> Exercise brief: Write out only the tail of the records, beginning at the line containing "Please tag the rider's" and including the last line, exactly as written.

> Data rows:
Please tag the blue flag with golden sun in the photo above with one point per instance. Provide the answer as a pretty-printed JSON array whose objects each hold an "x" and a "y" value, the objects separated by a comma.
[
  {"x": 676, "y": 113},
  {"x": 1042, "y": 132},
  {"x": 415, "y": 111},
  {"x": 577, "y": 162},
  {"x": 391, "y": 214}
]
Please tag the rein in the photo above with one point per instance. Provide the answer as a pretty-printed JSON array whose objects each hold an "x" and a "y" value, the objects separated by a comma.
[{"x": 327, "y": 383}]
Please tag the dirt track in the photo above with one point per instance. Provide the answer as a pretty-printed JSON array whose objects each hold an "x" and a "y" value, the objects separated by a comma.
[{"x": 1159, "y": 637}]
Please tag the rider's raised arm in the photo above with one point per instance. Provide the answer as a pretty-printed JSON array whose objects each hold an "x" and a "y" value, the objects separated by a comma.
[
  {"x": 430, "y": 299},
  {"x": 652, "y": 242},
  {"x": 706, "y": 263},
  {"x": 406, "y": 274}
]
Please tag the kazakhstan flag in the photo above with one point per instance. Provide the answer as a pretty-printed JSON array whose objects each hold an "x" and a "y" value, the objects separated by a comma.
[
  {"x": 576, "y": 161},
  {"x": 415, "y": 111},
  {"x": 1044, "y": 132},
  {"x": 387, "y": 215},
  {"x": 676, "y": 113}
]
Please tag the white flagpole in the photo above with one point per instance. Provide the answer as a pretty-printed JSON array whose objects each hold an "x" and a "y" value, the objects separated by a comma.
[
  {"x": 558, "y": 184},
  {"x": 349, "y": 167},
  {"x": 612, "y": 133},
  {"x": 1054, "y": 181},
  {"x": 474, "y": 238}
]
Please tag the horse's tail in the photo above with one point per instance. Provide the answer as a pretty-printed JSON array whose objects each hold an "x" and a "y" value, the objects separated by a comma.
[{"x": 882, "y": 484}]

> Expected answer:
Please tag the rider's raised arm in the photo above with one point per instance. Provide the answer as a pretty-printed JSON array whose objects each hold an "x" and a "y" value, the objects separated by a comma.
[
  {"x": 430, "y": 299},
  {"x": 652, "y": 242},
  {"x": 706, "y": 263},
  {"x": 406, "y": 274}
]
Please tag the kazakhstan flag in the photo above with one point per instance. Provide the answer as a pretty-printed JSON array whose objects each hold an "x" and a "y" value, the objects separated by a comma.
[
  {"x": 576, "y": 161},
  {"x": 415, "y": 111},
  {"x": 1044, "y": 132},
  {"x": 387, "y": 215},
  {"x": 676, "y": 113}
]
Please tag the white flagpole in the photo above with one point per instance. Provide the answer as a pretty-printed JSON array whose objects each hold an "x" and a "y" value, the objects separated by a comma.
[
  {"x": 558, "y": 184},
  {"x": 349, "y": 167},
  {"x": 612, "y": 133},
  {"x": 1054, "y": 181},
  {"x": 474, "y": 238}
]
Please tag the horse's tail in the photo above with one point per instance. Provide the answer as a pretty-printed JSON array whose objects each hold an "x" and a "y" value, the objects separated by a comma.
[{"x": 882, "y": 484}]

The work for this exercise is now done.